Print out each entry below exactly, please.

-*-

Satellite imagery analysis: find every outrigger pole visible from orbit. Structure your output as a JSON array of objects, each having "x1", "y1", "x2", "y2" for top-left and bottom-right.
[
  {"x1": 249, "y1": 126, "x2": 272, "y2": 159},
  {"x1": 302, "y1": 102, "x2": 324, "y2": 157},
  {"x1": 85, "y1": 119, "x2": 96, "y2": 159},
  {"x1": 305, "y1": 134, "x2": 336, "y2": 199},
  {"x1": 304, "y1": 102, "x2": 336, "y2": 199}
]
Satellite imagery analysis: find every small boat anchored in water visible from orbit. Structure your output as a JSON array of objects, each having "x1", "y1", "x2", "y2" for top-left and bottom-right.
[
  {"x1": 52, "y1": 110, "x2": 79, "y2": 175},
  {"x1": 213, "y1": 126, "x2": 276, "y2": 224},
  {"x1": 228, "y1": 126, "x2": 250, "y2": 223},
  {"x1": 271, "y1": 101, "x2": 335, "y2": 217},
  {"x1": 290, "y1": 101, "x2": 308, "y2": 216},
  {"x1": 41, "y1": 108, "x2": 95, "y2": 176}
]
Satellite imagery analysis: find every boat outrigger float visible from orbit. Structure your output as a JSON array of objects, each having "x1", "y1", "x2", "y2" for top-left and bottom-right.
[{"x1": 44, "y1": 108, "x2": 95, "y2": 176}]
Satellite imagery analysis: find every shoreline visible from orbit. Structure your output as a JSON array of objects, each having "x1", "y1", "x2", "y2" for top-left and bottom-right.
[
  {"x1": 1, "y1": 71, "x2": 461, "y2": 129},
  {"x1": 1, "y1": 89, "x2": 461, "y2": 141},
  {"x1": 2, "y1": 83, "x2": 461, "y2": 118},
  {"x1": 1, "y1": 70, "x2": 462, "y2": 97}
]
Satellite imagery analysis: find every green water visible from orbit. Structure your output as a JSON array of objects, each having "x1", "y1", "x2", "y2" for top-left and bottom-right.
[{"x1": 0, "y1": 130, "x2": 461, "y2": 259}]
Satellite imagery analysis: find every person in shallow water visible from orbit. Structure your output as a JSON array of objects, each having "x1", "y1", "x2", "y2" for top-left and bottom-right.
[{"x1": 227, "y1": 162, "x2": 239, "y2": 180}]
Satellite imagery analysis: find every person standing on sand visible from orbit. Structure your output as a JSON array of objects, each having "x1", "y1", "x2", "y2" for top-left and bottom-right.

-*-

Output for this exercise:
Satellite imagery analysis: find every outrigger pole visible from orbit. Structure your output as a JSON array of objects, each having "x1", "y1", "x2", "y2" for top-left and bottom-right.
[
  {"x1": 249, "y1": 126, "x2": 272, "y2": 159},
  {"x1": 302, "y1": 102, "x2": 324, "y2": 157},
  {"x1": 85, "y1": 119, "x2": 96, "y2": 159},
  {"x1": 305, "y1": 134, "x2": 336, "y2": 199},
  {"x1": 304, "y1": 102, "x2": 336, "y2": 199}
]
Satellite imagery analysis: find every small boat anchored in water visible from orbit. Structure your output as a JSON array of objects, each having "x1", "y1", "x2", "y2" for top-left and bottom-right.
[
  {"x1": 52, "y1": 110, "x2": 79, "y2": 175},
  {"x1": 213, "y1": 126, "x2": 276, "y2": 224},
  {"x1": 228, "y1": 126, "x2": 250, "y2": 223},
  {"x1": 271, "y1": 101, "x2": 335, "y2": 217},
  {"x1": 290, "y1": 101, "x2": 308, "y2": 216},
  {"x1": 41, "y1": 108, "x2": 95, "y2": 176}
]
Satellite imagery analysis: find every boat outrigger float visible from orbit. Structure your output as a JSON array of objects, each having "x1", "y1", "x2", "y2" for top-left and bottom-right.
[{"x1": 44, "y1": 108, "x2": 95, "y2": 176}]
Satellite imagery analysis: find every shoreline visible from orbit. Structure your output as a JSON array of objects, each having "x1", "y1", "x2", "y2" for top-left and bottom-right.
[
  {"x1": 1, "y1": 71, "x2": 461, "y2": 129},
  {"x1": 1, "y1": 89, "x2": 461, "y2": 141},
  {"x1": 2, "y1": 83, "x2": 461, "y2": 118},
  {"x1": 1, "y1": 70, "x2": 462, "y2": 97}
]
Satellite imagery analysis: find every green water visible from orbit. Structure your output as a JSON array of objects, each having "x1", "y1", "x2", "y2" for top-left and bottom-right.
[{"x1": 0, "y1": 130, "x2": 461, "y2": 259}]
Satellite imagery analysis: find every person in shallow water visible from orbit. Structure your output as a JSON array of objects, each having "x1", "y1", "x2", "y2" for top-left and bottom-right.
[{"x1": 227, "y1": 162, "x2": 239, "y2": 180}]
Satellite imagery analysis: find every person standing on sand visible from orbit. Structure your output as a JSON array of objects, each having "x1", "y1", "x2", "y2" for top-left and bottom-right.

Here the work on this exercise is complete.